> [Excerpt]
•••

Take heat seriously

Published 6:10 pm Saturday, July 7, 2012

When it comes to weather-related fatalities, it’s easy to believe that hurricanes, tornadoes or floods would be considered the most deadly in the United States. More often than not, they receive the bulk of coverage in the news.

But as temperatures hover around 100 degrees the past few weeks, it should come as no surprise that heat causes hundreds of fatalities yearly. According to the National Oceanic and Atmospheric Administration, excessive heat claims, on average, more lives each year than floods, lightning, tornadoes and hurricanes combined.

As they do with other storm systems, the National Weather Service will issue watches and/or warnings in connection with excessive heat activity. These should be taken seriously.

To learn more about dealing with excessive heat, refer to the guidebook published by the Environmental Protection Agency. It can be found online.

•••

> [Input data]
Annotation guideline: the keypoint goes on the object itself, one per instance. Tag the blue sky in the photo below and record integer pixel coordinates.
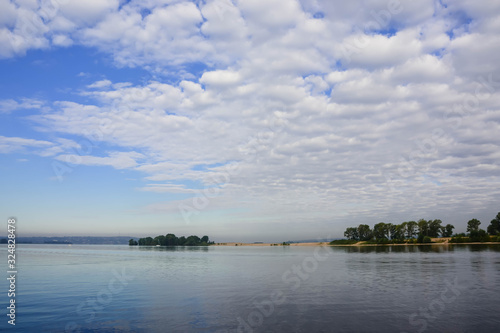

•••

> [Exercise instructions]
1. Answer these questions from the editorial on heat, one line each:
(a) When was the editorial published?
(b) Which agency is cited for the claim that excessive heat kills more people each year than floods, lightning, tornadoes and hurricanes combined?
(c) Which agency published the guidebook on dealing with excessive heat?
2. Decide whether each statement agrees with the editorial on heat. Answer yes or no and quote the words that settle it.
(a) Hurricanes, tornadoes and floods usually get most of the news coverage.
(b) The National Weather Service issues watches and warnings for excessive heat but not for other storm systems.
(c) The guidebook on excessive heat is available only in print.
3. Carry on the editorial on heat from its last sentence, in the same plain style.

> [Task-by-task answers]
1.
(a) 6:10 pm Saturday, July 7, 2012
(b) The National Oceanic and Atmospheric Administration
(c) The Environmental Protection Agency

2.
(a) Yes: "More often than not, they receive the bulk of coverage in the news."
(b) No: "As they do with other storm systems, the National Weather Service will issue watches and/or warnings in connection with excessive heat activity."
(c) No: "It can be found online."

3.
In the meantime, here are some things to do and some things not to do:


  • Use air conditioners or spend time in air-conditioned locations;
  • Use portable electric fans to vent hot air from rooms or draw in cooler air;
  • Take a cool bath or shower;
  • Minimize direct exposure to the sun;
  • Stay hydrated by regularly drinking water or other nonalcoholic fluids;
  • Eat light, cool, easy-to-digest foods such as fruit or salads;
  • Wear loose fitting, light-colored clothes;
  • Check on older, sick or frail people who may need help responding to the heat;
  • Know the symptoms of excessive heat exposure and the appropriate responses.


  • Direct the flow of portable electric fans toward yourself when room temperature is hotter than 90 degrees;
  • Leave children and pets alone in cars for ANY amount of time;
  • Drink alcohol to try to stay cool;
  • Eat heavy, hot or hard-to-digest foods;
  • Wear heavy, dark clothing.

Most importantly, use common sense and keep your cool when it comes to excessive heat.